Document extract –
--- BEGIN ---

# Destruction of the Temple in Jerusalem



## VirginiaHuguenot (Aug 9, 2005)

What was the precise date of the destruction of the temple in Jerusalem? August 10, 70 AD or something else?


----------



## Puritanhead (Aug 9, 2005)

I don't know-- but I heard of this full preterist that had a license plate that said "70 A.D."


----------



## PuritanCovenanter (Aug 10, 2005)

WIKI




> In 69, Vespasian seized the throne after a civil war. By 70, the Romans had occupied Jerusalem. Titus, son of the Roman Emperor, destroyed the Second Temple on the 9th of Av, ie. Tisha B'Av (656 years to the day after the destruction of the First Temple in 587 BCE). Over 100,000 Jews died during the siege, and nearly 100,000 were taken to Rome as slaves. Many Jews fled to Mesopotamia (Iraq), and to other countries around the Mediterranean.

--- END ---

The data –
--- BEGIN ---

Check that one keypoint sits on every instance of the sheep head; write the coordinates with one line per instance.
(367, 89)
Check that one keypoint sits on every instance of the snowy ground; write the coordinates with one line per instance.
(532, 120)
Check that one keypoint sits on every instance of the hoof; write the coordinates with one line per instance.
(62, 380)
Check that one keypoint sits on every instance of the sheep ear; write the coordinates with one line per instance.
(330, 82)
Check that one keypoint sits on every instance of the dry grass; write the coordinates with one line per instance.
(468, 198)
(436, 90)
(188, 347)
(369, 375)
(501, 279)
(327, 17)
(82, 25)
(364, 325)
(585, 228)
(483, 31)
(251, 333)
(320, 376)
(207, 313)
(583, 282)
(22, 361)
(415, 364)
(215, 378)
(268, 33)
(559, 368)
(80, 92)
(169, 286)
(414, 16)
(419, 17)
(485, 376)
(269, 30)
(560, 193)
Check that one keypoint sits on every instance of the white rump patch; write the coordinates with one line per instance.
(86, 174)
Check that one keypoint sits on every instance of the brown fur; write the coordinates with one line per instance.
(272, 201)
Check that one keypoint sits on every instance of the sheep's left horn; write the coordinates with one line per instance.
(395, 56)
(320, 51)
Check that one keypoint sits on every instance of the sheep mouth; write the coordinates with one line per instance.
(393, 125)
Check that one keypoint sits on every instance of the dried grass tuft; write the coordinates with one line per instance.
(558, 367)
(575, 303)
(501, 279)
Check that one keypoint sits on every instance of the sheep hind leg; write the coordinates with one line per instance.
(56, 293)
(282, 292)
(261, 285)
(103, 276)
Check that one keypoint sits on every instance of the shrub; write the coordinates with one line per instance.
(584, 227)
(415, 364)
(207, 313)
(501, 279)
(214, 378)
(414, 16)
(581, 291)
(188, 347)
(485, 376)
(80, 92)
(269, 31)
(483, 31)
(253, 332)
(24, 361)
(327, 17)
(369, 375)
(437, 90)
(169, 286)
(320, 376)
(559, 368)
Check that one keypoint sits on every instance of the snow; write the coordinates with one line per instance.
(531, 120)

--- END ---
--- BEGIN ---

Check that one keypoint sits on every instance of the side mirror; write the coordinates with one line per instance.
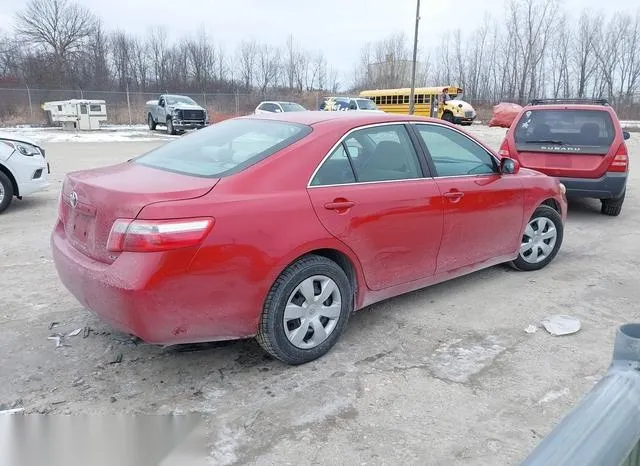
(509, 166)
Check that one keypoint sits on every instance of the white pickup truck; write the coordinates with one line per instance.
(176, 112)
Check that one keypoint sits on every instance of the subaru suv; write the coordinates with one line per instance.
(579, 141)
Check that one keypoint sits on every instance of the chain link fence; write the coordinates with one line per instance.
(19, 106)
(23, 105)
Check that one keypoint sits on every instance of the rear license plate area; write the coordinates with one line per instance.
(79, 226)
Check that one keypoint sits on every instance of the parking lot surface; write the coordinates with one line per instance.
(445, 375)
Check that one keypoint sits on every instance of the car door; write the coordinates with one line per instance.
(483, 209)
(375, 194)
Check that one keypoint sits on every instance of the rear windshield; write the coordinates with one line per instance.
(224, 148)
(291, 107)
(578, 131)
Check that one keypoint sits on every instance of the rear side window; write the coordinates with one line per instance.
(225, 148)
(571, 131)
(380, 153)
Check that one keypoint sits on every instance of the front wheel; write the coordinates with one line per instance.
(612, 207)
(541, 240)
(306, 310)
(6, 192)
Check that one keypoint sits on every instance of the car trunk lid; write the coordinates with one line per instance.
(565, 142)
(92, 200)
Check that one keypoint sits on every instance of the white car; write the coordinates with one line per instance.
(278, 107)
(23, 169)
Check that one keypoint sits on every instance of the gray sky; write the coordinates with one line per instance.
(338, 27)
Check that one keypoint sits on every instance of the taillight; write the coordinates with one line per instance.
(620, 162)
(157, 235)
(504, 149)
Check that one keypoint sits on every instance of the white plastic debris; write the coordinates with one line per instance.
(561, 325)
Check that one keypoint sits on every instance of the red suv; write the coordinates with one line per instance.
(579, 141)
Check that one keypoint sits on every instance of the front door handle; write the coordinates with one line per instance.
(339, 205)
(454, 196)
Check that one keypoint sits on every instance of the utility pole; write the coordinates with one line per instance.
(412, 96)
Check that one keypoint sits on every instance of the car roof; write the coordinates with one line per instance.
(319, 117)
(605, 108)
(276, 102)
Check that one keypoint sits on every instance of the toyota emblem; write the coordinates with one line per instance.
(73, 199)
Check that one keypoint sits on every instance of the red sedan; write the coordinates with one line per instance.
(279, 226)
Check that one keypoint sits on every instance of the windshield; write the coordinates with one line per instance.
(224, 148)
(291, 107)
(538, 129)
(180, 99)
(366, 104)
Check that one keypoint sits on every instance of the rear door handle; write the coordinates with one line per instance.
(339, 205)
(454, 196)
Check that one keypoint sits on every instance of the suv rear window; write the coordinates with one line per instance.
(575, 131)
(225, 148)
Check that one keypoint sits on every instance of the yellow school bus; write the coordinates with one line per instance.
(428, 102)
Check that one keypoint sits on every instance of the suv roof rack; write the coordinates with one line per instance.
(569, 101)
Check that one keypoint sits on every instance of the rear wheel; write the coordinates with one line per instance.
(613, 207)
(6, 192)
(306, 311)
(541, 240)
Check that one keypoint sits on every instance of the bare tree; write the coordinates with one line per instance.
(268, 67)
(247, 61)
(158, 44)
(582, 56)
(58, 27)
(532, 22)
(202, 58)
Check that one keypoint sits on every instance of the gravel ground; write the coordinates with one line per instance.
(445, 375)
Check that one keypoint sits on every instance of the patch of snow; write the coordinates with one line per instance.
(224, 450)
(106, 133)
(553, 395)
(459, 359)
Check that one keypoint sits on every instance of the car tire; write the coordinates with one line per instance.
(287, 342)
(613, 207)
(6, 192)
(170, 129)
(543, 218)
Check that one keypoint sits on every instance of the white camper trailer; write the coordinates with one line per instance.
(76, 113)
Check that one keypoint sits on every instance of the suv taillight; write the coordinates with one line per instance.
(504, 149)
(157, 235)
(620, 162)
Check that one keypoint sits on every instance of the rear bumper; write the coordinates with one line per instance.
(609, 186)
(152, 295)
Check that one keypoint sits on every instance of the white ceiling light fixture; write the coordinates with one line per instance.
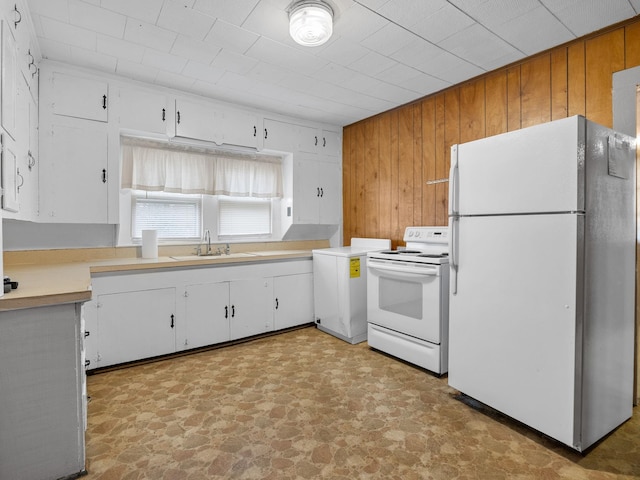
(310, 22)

--- END ---

Your tasks –
a) Count the lines in the rows that contain the string "grass", and reply with the number only.
b) Carry on the forum thread about the destruction of the temple in Jerusalem from the point where it stops.
The rows have no connection to the forum thread about the temple's destruction.

Exercise responses –
a) 2

b)
Could it be the 15th. I am not a calendar Person. I vote for the 10th because it is the popular one.

Are their theological implications?

[Edited on 8-10-2005 by puritancovenanter]


----------



## BobVigneault (Aug 10, 2005)

Tisha B'Av will occur on the following days on the American calendar:

August 14, 2005 (Jewish Year 5765) 
August 3, 2006 (Jewish Year 5766)
July 24, 2007 (Jewish Year 5767)
August 10, 2008 (Jewish Year 5768)

Here is a page that explains the jewish calendar.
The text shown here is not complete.